[INSTRUCTIONS TO FOLLOW]
Arrange every line of the data below as a Markdown table with the columns Row and Entry, numbering the lines and skipping any blank ones. Leave the pictures out of the table.
-- Start of DATA SUPPLIED --
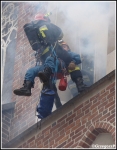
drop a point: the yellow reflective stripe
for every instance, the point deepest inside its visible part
(76, 68)
(43, 28)
(48, 14)
(46, 50)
-- End of DATA SUPPLIED --
[SOLVED PROBLEM]
| Row | Entry |
|---|---|
| 1 | drop a point: the yellow reflective stripe |
| 2 | for every instance, the point deepest inside its visible part |
| 3 | (76, 68) |
| 4 | (43, 28) |
| 5 | (48, 14) |
| 6 | (46, 50) |